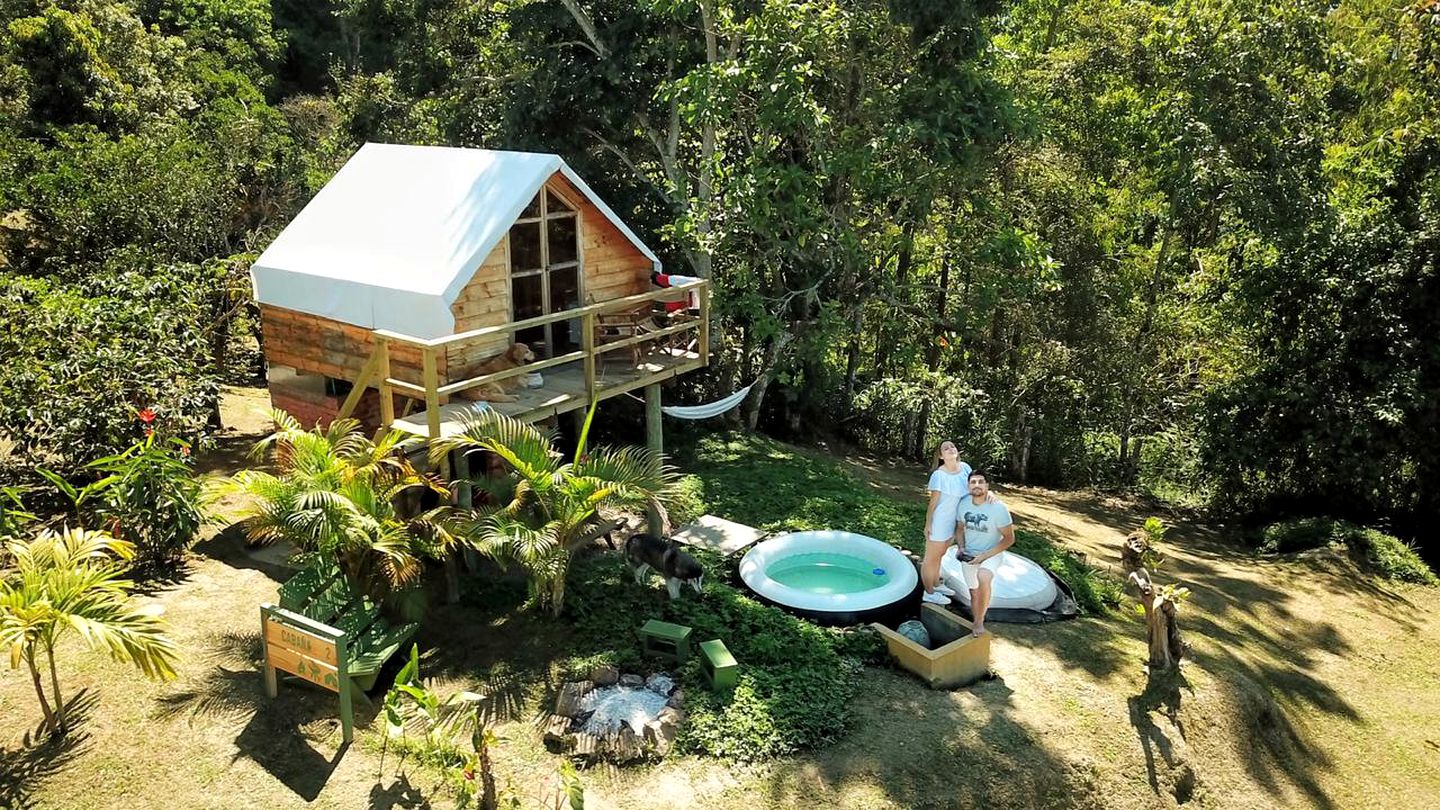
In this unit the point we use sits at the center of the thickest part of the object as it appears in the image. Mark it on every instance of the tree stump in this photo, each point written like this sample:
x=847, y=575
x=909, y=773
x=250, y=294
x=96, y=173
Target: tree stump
x=1161, y=624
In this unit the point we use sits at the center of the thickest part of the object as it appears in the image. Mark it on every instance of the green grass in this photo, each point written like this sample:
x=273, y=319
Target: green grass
x=761, y=482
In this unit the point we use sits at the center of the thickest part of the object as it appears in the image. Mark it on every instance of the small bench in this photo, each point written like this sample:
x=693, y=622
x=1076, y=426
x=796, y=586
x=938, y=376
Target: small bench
x=326, y=595
x=719, y=665
x=666, y=640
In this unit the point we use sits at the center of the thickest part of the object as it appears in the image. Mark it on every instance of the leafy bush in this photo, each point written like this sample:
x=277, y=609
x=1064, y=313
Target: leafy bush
x=1388, y=555
x=884, y=418
x=797, y=678
x=91, y=356
x=1298, y=535
x=151, y=497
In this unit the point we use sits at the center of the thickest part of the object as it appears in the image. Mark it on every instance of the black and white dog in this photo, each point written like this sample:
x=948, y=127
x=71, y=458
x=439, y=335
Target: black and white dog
x=666, y=558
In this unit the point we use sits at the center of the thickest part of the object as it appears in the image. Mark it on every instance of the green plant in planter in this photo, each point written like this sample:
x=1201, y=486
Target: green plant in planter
x=72, y=581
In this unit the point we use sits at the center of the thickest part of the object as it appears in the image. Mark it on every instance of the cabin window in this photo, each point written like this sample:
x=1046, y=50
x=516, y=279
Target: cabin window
x=545, y=273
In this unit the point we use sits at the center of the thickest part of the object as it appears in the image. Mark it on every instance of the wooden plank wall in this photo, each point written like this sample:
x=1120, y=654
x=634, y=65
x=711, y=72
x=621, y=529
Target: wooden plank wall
x=324, y=346
x=484, y=301
x=614, y=265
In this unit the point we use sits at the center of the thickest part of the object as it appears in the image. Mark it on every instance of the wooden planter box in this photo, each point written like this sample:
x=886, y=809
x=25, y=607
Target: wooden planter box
x=959, y=660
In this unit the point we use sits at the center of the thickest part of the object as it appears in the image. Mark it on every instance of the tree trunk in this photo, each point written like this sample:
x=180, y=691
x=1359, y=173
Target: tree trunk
x=853, y=352
x=39, y=691
x=762, y=381
x=932, y=352
x=1161, y=624
x=55, y=688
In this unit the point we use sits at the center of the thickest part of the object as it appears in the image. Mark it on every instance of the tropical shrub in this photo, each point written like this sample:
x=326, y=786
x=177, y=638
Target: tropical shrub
x=1386, y=554
x=91, y=356
x=555, y=506
x=72, y=581
x=150, y=497
x=337, y=495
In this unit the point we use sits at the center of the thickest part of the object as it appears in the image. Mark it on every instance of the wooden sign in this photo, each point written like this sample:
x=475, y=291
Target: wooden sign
x=308, y=650
x=300, y=642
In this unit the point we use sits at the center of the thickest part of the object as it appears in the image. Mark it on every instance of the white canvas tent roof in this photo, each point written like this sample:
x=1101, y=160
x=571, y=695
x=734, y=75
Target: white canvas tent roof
x=399, y=231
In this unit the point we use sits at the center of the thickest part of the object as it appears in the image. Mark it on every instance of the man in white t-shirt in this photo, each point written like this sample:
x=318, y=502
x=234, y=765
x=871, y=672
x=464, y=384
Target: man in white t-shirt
x=988, y=531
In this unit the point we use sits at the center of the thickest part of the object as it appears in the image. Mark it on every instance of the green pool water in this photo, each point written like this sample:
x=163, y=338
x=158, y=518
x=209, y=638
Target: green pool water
x=824, y=572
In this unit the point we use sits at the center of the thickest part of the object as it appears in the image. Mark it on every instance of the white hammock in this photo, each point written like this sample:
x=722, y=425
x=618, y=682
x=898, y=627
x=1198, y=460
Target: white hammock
x=709, y=410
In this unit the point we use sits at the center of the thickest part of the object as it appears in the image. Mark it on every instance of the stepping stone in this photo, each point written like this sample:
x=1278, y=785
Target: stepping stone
x=717, y=533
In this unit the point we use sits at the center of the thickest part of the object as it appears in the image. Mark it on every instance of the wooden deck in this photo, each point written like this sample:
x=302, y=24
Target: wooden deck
x=565, y=389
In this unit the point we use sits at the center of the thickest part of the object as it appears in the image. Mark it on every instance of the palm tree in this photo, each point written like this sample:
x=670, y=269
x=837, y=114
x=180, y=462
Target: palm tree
x=337, y=493
x=555, y=508
x=72, y=581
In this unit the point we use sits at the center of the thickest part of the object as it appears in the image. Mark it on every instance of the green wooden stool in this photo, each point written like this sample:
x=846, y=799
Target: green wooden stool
x=719, y=665
x=666, y=640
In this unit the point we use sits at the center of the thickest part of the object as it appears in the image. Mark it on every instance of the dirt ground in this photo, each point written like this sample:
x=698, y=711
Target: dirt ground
x=1311, y=685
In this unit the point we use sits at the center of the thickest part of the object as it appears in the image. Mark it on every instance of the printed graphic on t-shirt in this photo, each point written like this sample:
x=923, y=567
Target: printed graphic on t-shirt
x=975, y=521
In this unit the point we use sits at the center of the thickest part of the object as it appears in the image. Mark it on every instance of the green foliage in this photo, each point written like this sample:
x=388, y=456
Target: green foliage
x=149, y=496
x=1388, y=555
x=72, y=581
x=340, y=495
x=555, y=506
x=90, y=358
x=1298, y=535
x=797, y=678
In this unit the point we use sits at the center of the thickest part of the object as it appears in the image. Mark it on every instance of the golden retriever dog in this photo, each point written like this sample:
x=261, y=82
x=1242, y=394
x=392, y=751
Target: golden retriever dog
x=517, y=355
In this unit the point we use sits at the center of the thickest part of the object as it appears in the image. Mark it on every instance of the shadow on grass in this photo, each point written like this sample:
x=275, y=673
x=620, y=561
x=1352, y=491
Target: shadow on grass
x=41, y=755
x=280, y=734
x=1162, y=695
x=933, y=750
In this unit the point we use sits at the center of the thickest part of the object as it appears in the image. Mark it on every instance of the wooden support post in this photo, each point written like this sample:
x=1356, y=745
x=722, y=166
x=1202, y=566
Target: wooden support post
x=654, y=434
x=432, y=397
x=588, y=345
x=271, y=685
x=464, y=496
x=704, y=325
x=382, y=352
x=347, y=718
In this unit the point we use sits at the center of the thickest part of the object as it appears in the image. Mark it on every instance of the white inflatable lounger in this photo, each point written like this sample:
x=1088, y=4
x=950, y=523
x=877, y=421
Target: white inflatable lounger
x=1020, y=582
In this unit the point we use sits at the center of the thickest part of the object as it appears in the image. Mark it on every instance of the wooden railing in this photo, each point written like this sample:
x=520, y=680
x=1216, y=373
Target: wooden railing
◇ ◇ ◇ ◇
▸ Aim of the task: Copy the material from the line with "the wooden deck" to the line with "x=1311, y=685", both included, with the requests kept in. Lower every coordinate in the answers by 42, and leave the requests and their sample points unchanged.

▸ Written response:
In this unit the point we use sits at the center of the thickest part of the object as it appears in the image. Mark it on every instance of the wooden deck in this photo, each point written like this sample:
x=302, y=24
Target: wooden deck
x=523, y=347
In this unit the point we use sits at the center of the thickest part of the object as it appears in the image. Mark it on every instance of the palm tree in this photo, each point written like this sample:
x=670, y=269
x=837, y=114
x=180, y=462
Target: palm tree
x=295, y=451
x=513, y=466
x=30, y=539
In this unit the point we use sits at the center of the thickest part of the object as it appears in the image. Mark it on every instance of the green wooden stool in this photo, each point written like this sample:
x=846, y=799
Target: green wooden stool
x=677, y=623
x=624, y=598
In this unit the point we use sits at the center of the thickest part of the object as it appears in the image. Mark it on every instance of the dirt ground in this photo, each point written like this sample:
x=698, y=711
Target: dirt ground
x=1269, y=643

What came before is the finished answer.